§ **Selected excerpt**:

LISP: ADJUSTABLE-ARRAY-P

C: arrap

min args: 1

max args: 1

[F][CLTL 17]

SYNOPSIS:

adjustable-array-p array

DESCRIPTION:

If the array argument (which must be an array) is adjustable this predicate will return t, and otherwise nil.

NOTES:

Adjustable arrays are not supported in the current version of Star Sapphire Common LISP, so this function, included for compatibility, always returns nil.

 

LISP: ALPHA-CHAR-P

C: LAlpCharP

min args: 1

max args: 1

[F][CLTL 13]

SYNOPSIS:

alpha-char-p char -> boolean

DESCRIPTION:

alpha-char-p returns t if the char argument is an alphabetic character in the range #\A through #\Z or #\a through #\z. If it is not alphabetic the function returns nil.

The char argument must be a character object, otherwise an error is raised.

If a character is alphabetic, then it is also graphic (in this context this means that it has a printed glyph).

EXAMPLES:

(alpha-char-p #\3) -> nil

(alpha-char-p #\d) -> t

 

LISP: ALPHANUMERICP

C: LAlNCharP

min args: 1

max args: 1

[F][CLTL 13]

SYNOPSIS:

alphanumericp char

DESCRIPTION:

alphanumericp returns t if char is an alphabetic character in the range #\A through #\Z, #\a through #\z, or #\0 through #\9. If char is not alphanumeric it returns nil.

char must be a character object, otherwise an error is raised.

If a character is alphanumeric, then it is also graphic (in this context graphic means that it has a printed glyph).

(alphanumericp x) == (or (alpha-char-p x) (not (null (digit-char-p x))))

EXAMPLES:

(alphanumericp #\+) -> nil

(alphanumericp (aref "hello there" 3)) -> t

(alphanumericp #\R) -> t

 

LISP: AND

C: EAnd

min args: 0

max args: -1

[M][CLTL 6]

SYNOPSIS:

and {form}* -> boolean

DESCRIPTION:

The and macro evaluates each of its forms sequentially from left to right. If any form evaluates to nil, the value nil is returned without evaluating the remaining forms. If every form but the last evaluates to a non-nil value, and returns what the last form returned. Therefore, and can be used both for logical operations, where nil stands for false and non-nil values stand for true, and also as a conditional expression. For example:

(if (and

(typep x 'list)

§ **Stated task 1**:
Answer these questions about the LISP reference excerpt:
(a) What does adjustable-array-p always return in the current version of Star Sapphire Common LISP?
(b) What happens if the argument to alpha-char-p is not a character object?
(c) What maximum number of arguments is listed for AND?
§ **Stated task 2**:
Transcribe the records from their start through the line that contains "[[[369,162],[454,163],[454,113],[367,123]]]", including both ends, and omit the pictures from your answer.

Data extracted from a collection
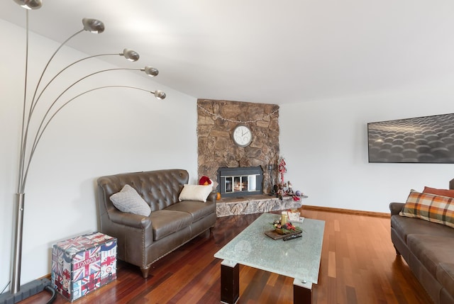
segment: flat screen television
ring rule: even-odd
[[[369,162],[454,163],[454,113],[367,123]]]

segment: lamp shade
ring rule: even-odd
[[[157,99],[164,99],[165,98],[165,93],[162,91],[155,91],[155,97]]]
[[[153,67],[147,66],[143,69],[143,70],[145,71],[145,73],[150,77],[154,77],[159,74],[157,69]]]
[[[135,50],[130,49],[124,49],[122,55],[129,61],[137,61],[139,60],[139,54]]]
[[[43,5],[41,0],[14,0],[14,2],[27,9],[38,9]]]
[[[100,34],[104,31],[104,23],[99,20],[84,18],[82,23],[84,24],[84,30],[94,34]]]

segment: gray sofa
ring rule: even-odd
[[[454,189],[454,179],[450,182]],[[436,304],[454,303],[454,229],[399,215],[404,204],[391,203],[391,240]]]
[[[214,226],[216,193],[206,202],[179,201],[188,184],[182,169],[125,173],[99,177],[98,206],[101,232],[118,240],[118,259],[140,267],[144,278],[151,264]],[[121,212],[111,196],[128,184],[150,206],[149,216]]]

§ **Final result 1**:
(a) nil
(b) An error is raised.
(c) -1

§ **Final result 2**:
segment: flat screen television
ring rule: even-odd
[[[369,162],[454,163],[454,113],[367,123]]]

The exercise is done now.